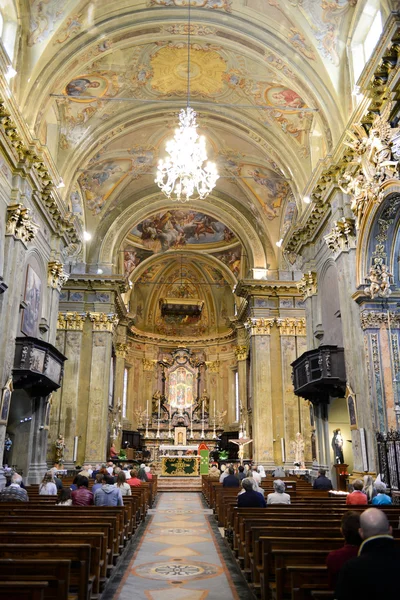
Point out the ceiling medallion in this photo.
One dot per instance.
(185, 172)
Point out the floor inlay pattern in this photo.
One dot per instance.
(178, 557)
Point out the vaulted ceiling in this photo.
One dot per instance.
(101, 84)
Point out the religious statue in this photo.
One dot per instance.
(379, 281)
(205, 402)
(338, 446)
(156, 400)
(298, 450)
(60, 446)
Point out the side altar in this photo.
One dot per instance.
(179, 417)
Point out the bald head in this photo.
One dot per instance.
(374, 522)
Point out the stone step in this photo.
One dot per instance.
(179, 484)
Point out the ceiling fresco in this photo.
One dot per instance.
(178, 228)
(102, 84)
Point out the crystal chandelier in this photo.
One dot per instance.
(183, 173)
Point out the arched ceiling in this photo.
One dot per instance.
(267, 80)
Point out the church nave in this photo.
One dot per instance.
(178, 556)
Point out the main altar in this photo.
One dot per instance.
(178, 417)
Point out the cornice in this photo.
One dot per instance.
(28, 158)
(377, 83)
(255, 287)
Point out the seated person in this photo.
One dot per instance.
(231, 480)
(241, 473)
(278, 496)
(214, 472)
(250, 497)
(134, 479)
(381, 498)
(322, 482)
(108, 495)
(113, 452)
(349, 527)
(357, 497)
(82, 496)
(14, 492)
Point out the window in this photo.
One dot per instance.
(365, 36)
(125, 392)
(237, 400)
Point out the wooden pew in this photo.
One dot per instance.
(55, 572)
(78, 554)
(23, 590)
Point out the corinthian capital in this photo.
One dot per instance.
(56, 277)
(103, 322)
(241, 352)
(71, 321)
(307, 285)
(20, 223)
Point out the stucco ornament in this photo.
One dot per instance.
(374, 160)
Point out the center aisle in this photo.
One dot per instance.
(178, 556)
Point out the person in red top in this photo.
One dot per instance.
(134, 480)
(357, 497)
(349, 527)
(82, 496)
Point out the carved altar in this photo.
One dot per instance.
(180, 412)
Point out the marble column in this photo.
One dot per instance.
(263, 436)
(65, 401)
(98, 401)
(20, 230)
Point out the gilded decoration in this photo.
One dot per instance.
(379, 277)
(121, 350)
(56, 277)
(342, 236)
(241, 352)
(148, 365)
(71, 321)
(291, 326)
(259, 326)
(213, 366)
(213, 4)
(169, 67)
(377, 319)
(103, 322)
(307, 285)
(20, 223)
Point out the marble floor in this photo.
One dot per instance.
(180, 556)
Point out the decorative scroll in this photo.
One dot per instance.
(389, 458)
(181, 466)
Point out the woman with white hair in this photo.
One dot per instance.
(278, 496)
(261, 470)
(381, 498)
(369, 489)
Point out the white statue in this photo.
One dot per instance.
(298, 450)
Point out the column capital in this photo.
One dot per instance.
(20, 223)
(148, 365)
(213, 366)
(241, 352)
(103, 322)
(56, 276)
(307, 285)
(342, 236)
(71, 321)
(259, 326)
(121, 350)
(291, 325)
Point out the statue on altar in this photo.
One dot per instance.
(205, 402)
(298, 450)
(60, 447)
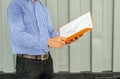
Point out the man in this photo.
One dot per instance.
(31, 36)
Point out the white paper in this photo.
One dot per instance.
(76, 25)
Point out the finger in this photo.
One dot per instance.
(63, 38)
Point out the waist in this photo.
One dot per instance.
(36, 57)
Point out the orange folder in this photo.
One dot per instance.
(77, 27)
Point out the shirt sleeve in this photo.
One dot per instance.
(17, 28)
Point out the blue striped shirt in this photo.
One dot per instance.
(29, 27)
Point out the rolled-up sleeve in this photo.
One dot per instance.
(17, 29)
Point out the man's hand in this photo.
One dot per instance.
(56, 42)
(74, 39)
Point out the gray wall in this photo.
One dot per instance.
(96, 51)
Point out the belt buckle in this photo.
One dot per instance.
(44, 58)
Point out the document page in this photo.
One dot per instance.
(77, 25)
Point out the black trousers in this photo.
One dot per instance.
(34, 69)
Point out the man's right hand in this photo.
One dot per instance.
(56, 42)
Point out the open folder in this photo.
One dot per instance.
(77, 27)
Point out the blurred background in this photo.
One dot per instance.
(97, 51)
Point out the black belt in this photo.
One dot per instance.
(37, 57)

· · · · ·

■ Work to complete: What is needed is an exact repeat of only the lines from the one containing "Point out the decorative" through the last line of the listing above, both ends included, without the pictures.

■ Answer to the problem:
Point out the decorative scroll in this photo.
One dot per instance.
(389, 458)
(181, 466)
Point out the woman with white hair in this photo.
One dot per instance.
(278, 496)
(261, 470)
(381, 498)
(369, 489)
Point out the white statue in this photo.
One dot per instance.
(298, 450)
Point out the column capital in this photo.
One dot per instance.
(20, 223)
(148, 365)
(213, 366)
(241, 352)
(103, 322)
(56, 276)
(307, 285)
(342, 236)
(71, 321)
(259, 326)
(121, 350)
(291, 325)
Point out the statue on altar in this photo.
One dot per instance.
(205, 402)
(298, 450)
(60, 447)
Point out the man in this photo.
One dot per instance.
(31, 36)
Point out the white paper in this photo.
One dot per instance.
(76, 25)
Point out the finger in this photo.
One dot per instance.
(63, 38)
Point out the waist in this photo.
One dot per instance.
(36, 57)
Point out the orange folder in this photo.
One dot per instance.
(77, 27)
Point out the shirt sleeve in this photo.
One dot per instance.
(17, 28)
Point out the blue striped shirt in this photo.
One dot per instance.
(29, 27)
Point out the rolled-up sleeve in this photo.
One dot per instance.
(17, 29)
Point out the man's hand in this photo.
One dot per instance.
(56, 42)
(74, 39)
Point out the gray wall in this photo.
One dot per instance.
(96, 51)
Point out the belt buckle in this photo.
One dot per instance.
(44, 58)
Point out the document page in this photo.
One dot per instance.
(77, 25)
Point out the black trousers in this photo.
One dot per instance.
(34, 69)
Point out the man's right hand in this photo.
One dot per instance.
(56, 42)
Point out the open folder in this photo.
One dot per instance.
(77, 27)
Point out the blurred background in this photo.
One dot per instance.
(97, 51)
Point out the black belt in this photo.
One dot per instance.
(37, 57)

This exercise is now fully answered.